◆ **Data provided**

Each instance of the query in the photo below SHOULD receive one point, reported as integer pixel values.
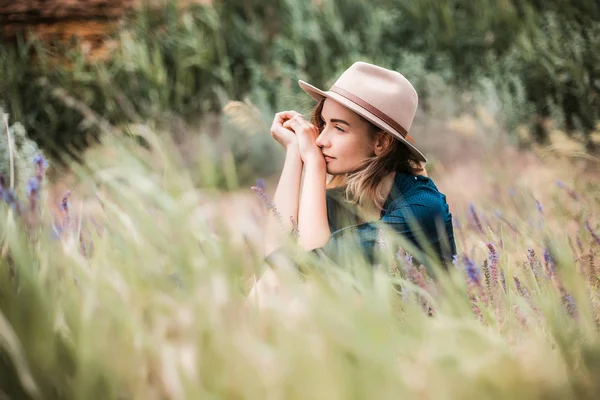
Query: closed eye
(337, 127)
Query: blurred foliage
(139, 291)
(23, 152)
(538, 60)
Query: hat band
(373, 110)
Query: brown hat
(382, 96)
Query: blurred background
(154, 119)
(211, 74)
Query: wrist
(292, 150)
(315, 165)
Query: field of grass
(134, 285)
(126, 275)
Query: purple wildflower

◆ **Problem requirements**
Beginning at the line that contains "Query: hat band", transcribe every line through the end of the material exactly, leaving out all earlier lines.

◆ **The completed task**
Query: hat band
(373, 110)
Query: brown hat
(382, 96)
Query: blurred background
(154, 119)
(211, 74)
Query: wrist
(292, 150)
(315, 165)
Query: field of grass
(134, 285)
(126, 275)
Query: purple wildflower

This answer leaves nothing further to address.